Il 1948 dei critici d'arte – Il Convegno di Firenze, Atti (XI) - Sezioni VI, VII. Legislazioni sulle Arti e Varie.

Post precedenti:

23 luglio 2918. n.1 – Preliminari e inaugurazione.
26 agosto 2018. n.2 – Sezione 1A. Indirizzi, metodi e problemi di critica d'arte.
25 settembre 2018. n.3 – Sezione 1B. Spazio, critica d'arte architettonica. Discussione (Sezioni A e B).
25 ottobre 2018. n.4 – Sezione 1C e 1D. Le arti figurative e il cinema. Arti figurative e stampa quotidiana.
25 novembre 2018. n.5 – Sezione 2. Comunicazioni, 1.
27 gennaio 2019. n.6. - Sezione 2A. Comunicazioni, 2.
27 febbraio 2019. n.7 – Sezione 2B. Ricostruzione e restauro di monumanti in Italia.
27 marzo 2019. n.8 - Sezione 3. Il restauro delle opere d'arte, pp. 164-180.
27 aprile 2019, n.9 - Sezione 4. Museografia, Mostre, pp. 181-200.

● MATERIALE FORNITO:
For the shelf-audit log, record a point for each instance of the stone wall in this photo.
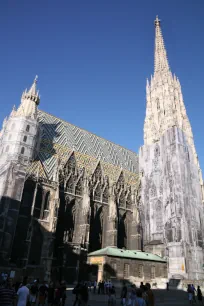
(171, 203)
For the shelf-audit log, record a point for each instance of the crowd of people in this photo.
(130, 295)
(38, 293)
(31, 294)
(192, 291)
(133, 296)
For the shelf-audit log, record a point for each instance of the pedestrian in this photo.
(23, 294)
(76, 292)
(42, 294)
(194, 291)
(63, 289)
(99, 287)
(57, 294)
(7, 293)
(133, 295)
(124, 294)
(33, 293)
(95, 285)
(142, 286)
(150, 295)
(103, 287)
(51, 294)
(139, 300)
(190, 294)
(83, 295)
(112, 297)
(199, 295)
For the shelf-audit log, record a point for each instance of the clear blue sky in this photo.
(93, 58)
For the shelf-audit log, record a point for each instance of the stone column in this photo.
(81, 232)
(111, 231)
(10, 204)
(135, 237)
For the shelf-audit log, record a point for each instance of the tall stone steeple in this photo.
(160, 58)
(171, 194)
(18, 141)
(29, 102)
(165, 105)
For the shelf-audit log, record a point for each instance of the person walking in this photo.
(33, 293)
(95, 285)
(199, 296)
(139, 300)
(112, 297)
(190, 294)
(51, 294)
(150, 295)
(124, 294)
(83, 296)
(23, 294)
(7, 294)
(42, 294)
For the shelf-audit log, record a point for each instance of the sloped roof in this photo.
(115, 252)
(59, 138)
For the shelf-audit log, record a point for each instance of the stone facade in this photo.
(115, 265)
(65, 192)
(60, 194)
(171, 180)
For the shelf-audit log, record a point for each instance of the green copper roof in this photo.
(127, 254)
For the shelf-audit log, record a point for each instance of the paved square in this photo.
(162, 298)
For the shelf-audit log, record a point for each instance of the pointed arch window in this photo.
(46, 206)
(97, 193)
(158, 216)
(38, 202)
(78, 189)
(158, 104)
(70, 185)
(105, 195)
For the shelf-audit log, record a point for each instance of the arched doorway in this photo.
(96, 228)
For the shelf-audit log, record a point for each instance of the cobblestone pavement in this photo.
(162, 298)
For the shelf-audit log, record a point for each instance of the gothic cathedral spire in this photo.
(171, 180)
(165, 105)
(160, 58)
(29, 102)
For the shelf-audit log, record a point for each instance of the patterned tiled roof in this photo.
(60, 138)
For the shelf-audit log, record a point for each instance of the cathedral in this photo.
(65, 192)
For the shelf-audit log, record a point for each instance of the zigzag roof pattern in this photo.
(59, 138)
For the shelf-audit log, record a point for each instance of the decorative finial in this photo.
(157, 21)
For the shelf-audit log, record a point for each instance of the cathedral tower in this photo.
(171, 179)
(17, 147)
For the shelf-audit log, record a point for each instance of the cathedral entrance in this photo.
(96, 228)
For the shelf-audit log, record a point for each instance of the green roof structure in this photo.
(132, 254)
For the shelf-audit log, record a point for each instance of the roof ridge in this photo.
(88, 132)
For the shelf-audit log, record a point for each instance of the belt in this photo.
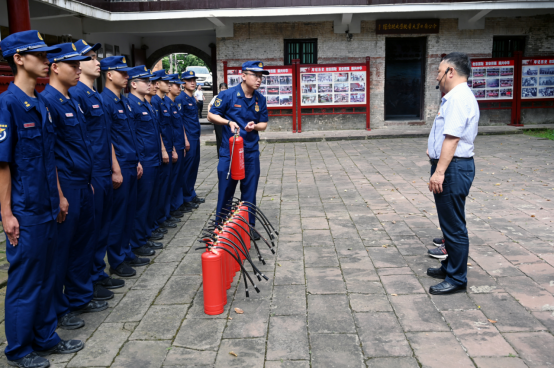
(454, 159)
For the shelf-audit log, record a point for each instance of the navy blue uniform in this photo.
(27, 143)
(179, 144)
(125, 197)
(99, 134)
(231, 104)
(149, 150)
(189, 112)
(74, 158)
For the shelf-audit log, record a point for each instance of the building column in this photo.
(214, 69)
(19, 18)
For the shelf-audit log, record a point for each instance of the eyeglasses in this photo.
(257, 76)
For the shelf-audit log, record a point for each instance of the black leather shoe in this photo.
(93, 307)
(445, 288)
(124, 271)
(101, 293)
(138, 262)
(198, 200)
(155, 245)
(144, 250)
(156, 237)
(64, 347)
(436, 273)
(33, 360)
(190, 204)
(70, 322)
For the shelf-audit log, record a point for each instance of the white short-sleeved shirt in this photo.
(458, 116)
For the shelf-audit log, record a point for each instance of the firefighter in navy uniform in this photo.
(244, 109)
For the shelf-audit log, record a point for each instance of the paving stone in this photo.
(142, 354)
(200, 334)
(426, 346)
(329, 314)
(250, 353)
(336, 351)
(177, 357)
(288, 338)
(477, 334)
(392, 362)
(381, 335)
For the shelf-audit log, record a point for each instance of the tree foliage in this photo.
(183, 61)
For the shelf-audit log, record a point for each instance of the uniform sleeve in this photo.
(8, 134)
(221, 104)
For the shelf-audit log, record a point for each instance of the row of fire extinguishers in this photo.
(228, 242)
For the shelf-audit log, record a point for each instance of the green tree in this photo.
(183, 61)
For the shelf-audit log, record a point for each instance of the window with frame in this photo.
(303, 49)
(506, 46)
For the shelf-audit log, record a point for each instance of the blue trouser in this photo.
(451, 211)
(248, 186)
(103, 198)
(123, 219)
(75, 251)
(177, 182)
(191, 164)
(30, 320)
(143, 216)
(164, 193)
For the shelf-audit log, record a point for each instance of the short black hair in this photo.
(461, 62)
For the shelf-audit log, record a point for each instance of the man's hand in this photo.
(64, 210)
(117, 180)
(11, 227)
(250, 126)
(436, 181)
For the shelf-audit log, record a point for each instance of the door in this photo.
(404, 77)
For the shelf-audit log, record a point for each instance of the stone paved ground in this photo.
(348, 284)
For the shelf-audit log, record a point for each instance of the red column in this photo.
(19, 18)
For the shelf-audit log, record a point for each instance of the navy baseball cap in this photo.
(140, 72)
(68, 52)
(188, 75)
(160, 75)
(83, 47)
(26, 41)
(254, 66)
(114, 63)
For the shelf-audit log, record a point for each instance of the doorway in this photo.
(404, 77)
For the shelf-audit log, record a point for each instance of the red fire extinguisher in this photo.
(212, 278)
(236, 167)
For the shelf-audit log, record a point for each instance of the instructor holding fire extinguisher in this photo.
(242, 111)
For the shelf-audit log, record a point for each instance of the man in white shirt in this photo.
(199, 96)
(450, 149)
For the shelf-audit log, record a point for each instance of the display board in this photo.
(276, 87)
(537, 79)
(492, 79)
(333, 85)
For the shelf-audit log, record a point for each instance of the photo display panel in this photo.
(537, 79)
(492, 79)
(333, 85)
(276, 88)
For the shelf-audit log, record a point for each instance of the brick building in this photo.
(403, 63)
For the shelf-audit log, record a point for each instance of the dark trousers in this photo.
(200, 105)
(451, 211)
(248, 186)
(30, 319)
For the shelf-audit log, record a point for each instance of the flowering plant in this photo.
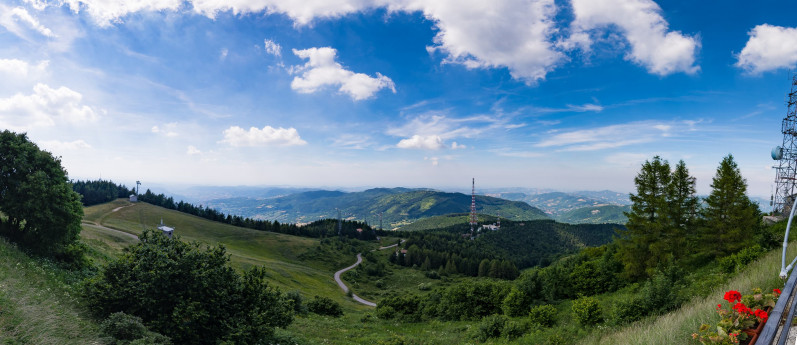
(743, 312)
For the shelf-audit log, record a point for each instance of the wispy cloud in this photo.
(614, 136)
(322, 70)
(268, 136)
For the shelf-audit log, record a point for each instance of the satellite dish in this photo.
(777, 153)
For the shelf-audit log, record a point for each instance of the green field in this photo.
(278, 253)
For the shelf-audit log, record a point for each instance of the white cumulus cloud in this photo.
(22, 68)
(769, 47)
(272, 47)
(653, 45)
(192, 150)
(44, 107)
(18, 21)
(56, 146)
(431, 142)
(268, 136)
(322, 70)
(512, 34)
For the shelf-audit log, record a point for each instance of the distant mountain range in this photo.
(399, 206)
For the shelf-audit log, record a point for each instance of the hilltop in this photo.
(398, 206)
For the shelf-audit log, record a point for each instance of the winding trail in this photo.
(119, 232)
(346, 288)
(359, 260)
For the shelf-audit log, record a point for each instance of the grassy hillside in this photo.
(38, 303)
(676, 327)
(444, 221)
(292, 263)
(399, 206)
(595, 215)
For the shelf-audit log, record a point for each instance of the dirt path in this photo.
(119, 232)
(345, 288)
(359, 260)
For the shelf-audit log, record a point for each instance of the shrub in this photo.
(543, 315)
(587, 311)
(297, 302)
(516, 303)
(514, 329)
(160, 278)
(490, 327)
(432, 275)
(123, 329)
(628, 311)
(325, 306)
(385, 312)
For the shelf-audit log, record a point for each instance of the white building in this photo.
(168, 231)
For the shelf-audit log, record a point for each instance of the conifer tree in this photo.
(682, 208)
(640, 248)
(730, 219)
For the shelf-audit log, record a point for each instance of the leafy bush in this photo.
(161, 278)
(432, 275)
(123, 329)
(628, 311)
(588, 311)
(297, 302)
(490, 327)
(385, 312)
(516, 303)
(472, 300)
(514, 329)
(543, 315)
(325, 306)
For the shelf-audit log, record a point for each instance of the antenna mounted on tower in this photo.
(786, 155)
(472, 206)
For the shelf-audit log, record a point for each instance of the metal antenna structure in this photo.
(340, 223)
(473, 207)
(786, 155)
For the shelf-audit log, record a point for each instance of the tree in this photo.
(41, 210)
(640, 248)
(730, 219)
(682, 208)
(188, 293)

● INDICAZIONI DI LAVORO:
1. Nel brano estratto, individui tutti i post precedenti pubblicati tra agosto e novembre 2018 e ne riporti il numero e l'argomento.
2. Secondo il brano estratto, a quali pagine corrisponde la Sezione 4, dedicata a museografia e mostre?

● RISPOSTE IN ORDINE:
1.
- n.2: Sezione 1A. Indirizzi, metodi e problemi di critica d'arte.
- n.3: Sezione 1B. Spazio, critica d'arte architettonica. Discussione (Sezioni A e B).
- n.4: Sezione 1C e 1D. Le arti figurative e il cinema. Arti figurative e stampa quotidiana.
- n.5: Sezione 2. Comunicazioni, 1.

2. Alle pagine 181-200.